AIM:
List every line of the records below that contains the word "shavings", copying each line in full. Case counts.

THE DATA:
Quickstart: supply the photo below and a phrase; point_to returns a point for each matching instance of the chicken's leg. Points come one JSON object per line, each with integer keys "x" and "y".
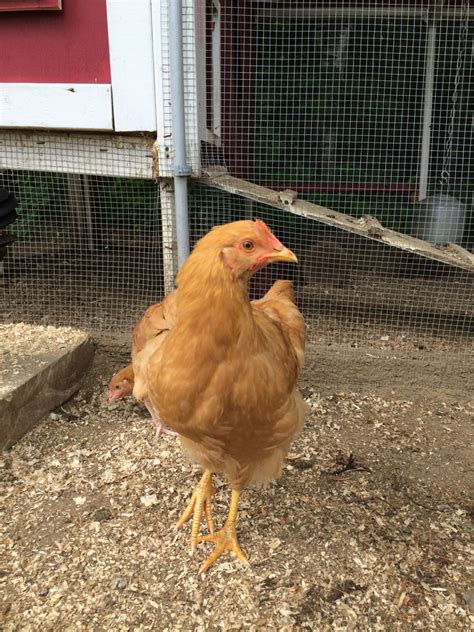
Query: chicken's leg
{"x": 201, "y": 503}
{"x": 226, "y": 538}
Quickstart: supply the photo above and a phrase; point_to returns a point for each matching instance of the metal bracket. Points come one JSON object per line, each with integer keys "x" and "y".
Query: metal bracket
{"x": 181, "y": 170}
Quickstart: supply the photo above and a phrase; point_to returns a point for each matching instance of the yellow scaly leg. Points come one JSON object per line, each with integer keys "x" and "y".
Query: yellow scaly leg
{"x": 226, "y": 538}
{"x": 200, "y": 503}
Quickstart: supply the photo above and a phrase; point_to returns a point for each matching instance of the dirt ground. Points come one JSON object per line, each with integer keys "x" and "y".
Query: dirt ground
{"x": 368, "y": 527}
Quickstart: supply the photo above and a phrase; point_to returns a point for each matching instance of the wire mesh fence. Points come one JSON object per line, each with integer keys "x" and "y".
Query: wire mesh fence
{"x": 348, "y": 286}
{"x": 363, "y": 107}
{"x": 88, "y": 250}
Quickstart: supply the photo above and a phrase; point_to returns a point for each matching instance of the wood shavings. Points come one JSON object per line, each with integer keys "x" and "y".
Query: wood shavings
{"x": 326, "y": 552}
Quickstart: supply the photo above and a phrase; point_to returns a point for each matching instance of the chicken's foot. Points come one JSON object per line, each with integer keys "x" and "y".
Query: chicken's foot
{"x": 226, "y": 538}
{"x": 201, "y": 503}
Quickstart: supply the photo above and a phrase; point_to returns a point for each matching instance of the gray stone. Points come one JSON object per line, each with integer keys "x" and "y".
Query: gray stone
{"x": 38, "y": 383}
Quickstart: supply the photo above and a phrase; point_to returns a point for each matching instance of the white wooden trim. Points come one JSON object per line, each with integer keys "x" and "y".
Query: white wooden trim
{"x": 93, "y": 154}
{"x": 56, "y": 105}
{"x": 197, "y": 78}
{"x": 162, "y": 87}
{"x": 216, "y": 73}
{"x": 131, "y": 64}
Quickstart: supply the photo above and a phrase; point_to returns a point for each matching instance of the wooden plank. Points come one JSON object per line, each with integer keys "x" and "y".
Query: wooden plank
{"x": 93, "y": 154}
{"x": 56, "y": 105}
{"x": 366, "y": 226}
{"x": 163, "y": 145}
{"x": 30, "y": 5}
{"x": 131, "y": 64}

==

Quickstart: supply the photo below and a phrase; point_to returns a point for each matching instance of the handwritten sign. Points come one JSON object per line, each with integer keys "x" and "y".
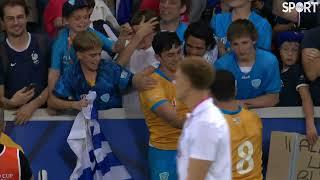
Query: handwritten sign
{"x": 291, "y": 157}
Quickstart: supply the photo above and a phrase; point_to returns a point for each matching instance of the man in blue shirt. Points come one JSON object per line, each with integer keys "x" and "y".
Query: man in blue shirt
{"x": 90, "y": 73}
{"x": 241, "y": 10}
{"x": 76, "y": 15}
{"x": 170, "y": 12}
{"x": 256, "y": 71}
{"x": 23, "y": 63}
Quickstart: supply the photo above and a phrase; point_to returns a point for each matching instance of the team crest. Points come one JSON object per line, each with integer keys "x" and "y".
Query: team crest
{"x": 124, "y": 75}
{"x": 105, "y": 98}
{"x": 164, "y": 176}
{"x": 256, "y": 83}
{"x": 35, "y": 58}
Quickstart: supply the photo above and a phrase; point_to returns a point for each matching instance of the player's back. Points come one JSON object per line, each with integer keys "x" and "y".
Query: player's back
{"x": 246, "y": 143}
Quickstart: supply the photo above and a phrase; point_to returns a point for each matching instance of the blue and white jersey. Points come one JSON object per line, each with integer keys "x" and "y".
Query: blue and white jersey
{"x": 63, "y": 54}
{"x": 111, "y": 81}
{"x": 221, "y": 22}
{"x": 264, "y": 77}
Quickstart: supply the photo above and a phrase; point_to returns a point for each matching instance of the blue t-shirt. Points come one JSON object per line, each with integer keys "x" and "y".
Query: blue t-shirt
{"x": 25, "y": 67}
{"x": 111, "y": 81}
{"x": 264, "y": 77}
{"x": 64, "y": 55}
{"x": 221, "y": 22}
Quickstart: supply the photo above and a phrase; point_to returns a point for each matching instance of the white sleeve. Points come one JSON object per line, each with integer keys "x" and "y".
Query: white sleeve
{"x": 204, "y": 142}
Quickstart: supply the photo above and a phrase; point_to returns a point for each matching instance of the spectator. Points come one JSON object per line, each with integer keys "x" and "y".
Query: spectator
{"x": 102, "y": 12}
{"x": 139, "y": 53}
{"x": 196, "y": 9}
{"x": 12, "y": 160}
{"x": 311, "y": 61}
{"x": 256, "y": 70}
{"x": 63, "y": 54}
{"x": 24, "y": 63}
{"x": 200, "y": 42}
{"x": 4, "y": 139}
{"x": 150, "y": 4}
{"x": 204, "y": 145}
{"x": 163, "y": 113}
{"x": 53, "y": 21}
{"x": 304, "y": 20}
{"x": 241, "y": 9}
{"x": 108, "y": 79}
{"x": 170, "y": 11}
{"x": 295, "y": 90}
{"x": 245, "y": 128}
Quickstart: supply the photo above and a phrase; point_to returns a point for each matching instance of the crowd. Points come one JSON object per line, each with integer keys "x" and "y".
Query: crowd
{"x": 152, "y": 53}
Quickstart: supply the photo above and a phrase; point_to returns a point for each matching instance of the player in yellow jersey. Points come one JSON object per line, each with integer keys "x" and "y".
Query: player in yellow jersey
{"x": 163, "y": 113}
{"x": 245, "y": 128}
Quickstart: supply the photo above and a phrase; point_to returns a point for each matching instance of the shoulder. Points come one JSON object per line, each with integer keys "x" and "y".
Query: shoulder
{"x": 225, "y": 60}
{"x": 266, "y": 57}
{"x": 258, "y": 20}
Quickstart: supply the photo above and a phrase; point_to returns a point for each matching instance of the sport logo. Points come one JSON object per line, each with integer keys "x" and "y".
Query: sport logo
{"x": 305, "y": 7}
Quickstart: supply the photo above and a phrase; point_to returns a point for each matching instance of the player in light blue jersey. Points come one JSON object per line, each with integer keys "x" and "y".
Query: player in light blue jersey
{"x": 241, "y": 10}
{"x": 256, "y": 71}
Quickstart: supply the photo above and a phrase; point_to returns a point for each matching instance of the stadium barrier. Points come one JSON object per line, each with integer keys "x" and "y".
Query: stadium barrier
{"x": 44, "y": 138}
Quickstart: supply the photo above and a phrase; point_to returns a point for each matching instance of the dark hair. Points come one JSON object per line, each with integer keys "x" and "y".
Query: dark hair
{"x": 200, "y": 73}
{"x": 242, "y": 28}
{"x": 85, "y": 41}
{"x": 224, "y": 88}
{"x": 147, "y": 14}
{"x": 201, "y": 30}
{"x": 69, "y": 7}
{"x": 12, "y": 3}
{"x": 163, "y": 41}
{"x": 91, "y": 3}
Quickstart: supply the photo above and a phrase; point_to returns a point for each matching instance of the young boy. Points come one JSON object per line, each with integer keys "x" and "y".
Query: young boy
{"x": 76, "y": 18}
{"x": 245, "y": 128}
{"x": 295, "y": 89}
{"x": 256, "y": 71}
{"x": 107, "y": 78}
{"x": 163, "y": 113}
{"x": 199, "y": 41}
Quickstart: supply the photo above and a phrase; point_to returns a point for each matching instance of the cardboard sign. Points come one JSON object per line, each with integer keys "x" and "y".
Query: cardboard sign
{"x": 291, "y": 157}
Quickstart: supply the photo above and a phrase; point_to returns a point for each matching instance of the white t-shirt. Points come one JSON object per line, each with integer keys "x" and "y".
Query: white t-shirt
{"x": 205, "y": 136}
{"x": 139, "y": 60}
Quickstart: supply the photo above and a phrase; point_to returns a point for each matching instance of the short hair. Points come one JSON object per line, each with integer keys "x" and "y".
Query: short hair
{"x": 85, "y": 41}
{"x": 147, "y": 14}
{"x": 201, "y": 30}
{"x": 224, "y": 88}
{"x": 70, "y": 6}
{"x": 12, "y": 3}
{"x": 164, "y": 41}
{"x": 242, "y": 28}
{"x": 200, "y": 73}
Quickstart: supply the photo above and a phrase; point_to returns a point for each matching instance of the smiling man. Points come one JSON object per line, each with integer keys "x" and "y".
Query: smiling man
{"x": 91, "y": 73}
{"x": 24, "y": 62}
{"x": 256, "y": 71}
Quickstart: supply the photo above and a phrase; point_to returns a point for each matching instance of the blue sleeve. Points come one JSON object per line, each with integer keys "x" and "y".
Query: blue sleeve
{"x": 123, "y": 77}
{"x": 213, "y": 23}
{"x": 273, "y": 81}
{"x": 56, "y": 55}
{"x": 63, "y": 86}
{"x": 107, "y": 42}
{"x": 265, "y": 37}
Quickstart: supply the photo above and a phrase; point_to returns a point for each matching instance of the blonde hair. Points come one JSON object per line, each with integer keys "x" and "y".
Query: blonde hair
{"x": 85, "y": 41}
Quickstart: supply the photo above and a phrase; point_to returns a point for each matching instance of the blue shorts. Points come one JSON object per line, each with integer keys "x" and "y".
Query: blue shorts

FULL OUTPUT:
Quickstart: supply the photo above and a phrase; point_to returns a point for each matching instance of the wood shavings. Points come one JSON object per line, each with integer keys "x" and "y".
Query: wood shavings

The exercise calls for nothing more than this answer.